I have had 'odd' fevers since before September '07. At least that is what I called them. I am now convinced that most of them were no more than chills with regard to how I am feeling now. I used to just write them off as 'fighting off a cold' or something. By the time I woke up the next day I felt fine and thought, 'boy, I sure dodged that one'. It wasn't until November '07 that I learned why I was having these. So, thanks to the big 'C' I am cold, fog-headed and ache all over. Oh well, made me forget about my flank pain for awhile.
It started yesterday morning, about a couple hours after I did my blog. It could have actually started sooner as I was feeling pretty crappy while blogging. I thought I was just depressed about New Years Eve and all - apparently not. I was already in my sweatpants and hooded sweatshirt. Apparently I wasn't my usual 'chatty cathy' self yesterday morning as Ron and I sat in the kitchen to have our coffee-talk. Ron said, 'Let me feel your forehead'. This was followed by, 'You got a fever - you're burning up'. Ya think??? So, I grabbed a pair of his wool socks and my toboggan and proceeded to try to warm up. My head felt all foggy and I knew I better take my temperature with something more accurate than the back of my hubby's hand. There it was - halfway between 100 and 101. No wonder I felt crappy. I sat in my recliner totally zoned out as Ron took down the tree. Within the hour I decided to just go to bed. This was at noon. By 6pm I woke up - less foggy in the head but still quite cold. I only made it until 10pm and went back to bed - only to wake up, wide awake, at 2am. Shannon looked at me as if I was crazy - this from the beagle that probably would have woken me up at 3am just for fun. So - I beat her to the punch. She is laying in a depressed heap on her blanket, glaring at me because I stole her joy this morning. I promised her I would go back to bed by 5am so she can wake me up by 7am.

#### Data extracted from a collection

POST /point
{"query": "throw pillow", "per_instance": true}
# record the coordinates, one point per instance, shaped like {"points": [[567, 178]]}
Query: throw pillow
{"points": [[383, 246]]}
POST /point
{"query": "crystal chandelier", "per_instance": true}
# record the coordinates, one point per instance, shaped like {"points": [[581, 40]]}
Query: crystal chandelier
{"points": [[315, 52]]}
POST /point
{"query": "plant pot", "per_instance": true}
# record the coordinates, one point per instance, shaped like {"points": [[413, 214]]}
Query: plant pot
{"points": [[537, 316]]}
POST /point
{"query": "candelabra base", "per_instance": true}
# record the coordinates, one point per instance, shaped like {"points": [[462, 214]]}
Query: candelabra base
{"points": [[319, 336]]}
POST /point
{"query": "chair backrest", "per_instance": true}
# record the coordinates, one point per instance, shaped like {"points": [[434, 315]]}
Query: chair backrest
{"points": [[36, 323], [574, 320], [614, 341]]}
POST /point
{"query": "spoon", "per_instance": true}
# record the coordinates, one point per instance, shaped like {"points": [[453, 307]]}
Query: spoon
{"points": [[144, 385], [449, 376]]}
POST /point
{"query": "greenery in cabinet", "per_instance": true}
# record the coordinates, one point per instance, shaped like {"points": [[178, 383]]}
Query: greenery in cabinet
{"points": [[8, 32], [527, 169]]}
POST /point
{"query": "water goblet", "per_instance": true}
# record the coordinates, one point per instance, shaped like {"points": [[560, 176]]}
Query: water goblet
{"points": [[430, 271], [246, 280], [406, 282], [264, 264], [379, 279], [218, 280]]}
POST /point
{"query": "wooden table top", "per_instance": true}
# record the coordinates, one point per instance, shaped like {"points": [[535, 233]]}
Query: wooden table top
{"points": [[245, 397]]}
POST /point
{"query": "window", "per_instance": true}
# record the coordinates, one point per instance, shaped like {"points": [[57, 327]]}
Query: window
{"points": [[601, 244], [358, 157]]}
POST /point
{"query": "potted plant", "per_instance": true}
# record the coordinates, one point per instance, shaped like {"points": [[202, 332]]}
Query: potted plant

#### Exercise instructions
1) In the blog post about the fever, what temperature did the writer's thermometer show?
2) Resume the blog post about the fever, picking up right after its final sentence.

#### Answers to the problems
1) It showed halfway between 100 and 101.

2)
I have tried Tylenol and just plain moving around the house. Nothing has worked. I have no appetite whatsoever and the only thing that sounds good is my coffee. I have no other symptoms today. Yet. Yesterday I thought that perhaps I caught a cold from my Wal-Mart frenzies the week of Christmas. I figured some contagious child sneezed, wiped the diseased snot from his nose with his hand and then touched the pizza pan I bought. Or something like that. Yesterday I 'thought' my throat was beginning to hurt. Feels fine now. No sneezing, no runny nose - nothing. It is more comforting to just think that this never-ending fever is from a cold than to think of my cancer being the root problem. So, sure - let's just call it a cold. Forget that I have foreign yuckies in my body that my immune system wants to get rid of. Forget the fact that I have been down this road at least 2 times a week since this summer - albeit this is the worst I have felt. I am holding steady at just about 100.5 degrees.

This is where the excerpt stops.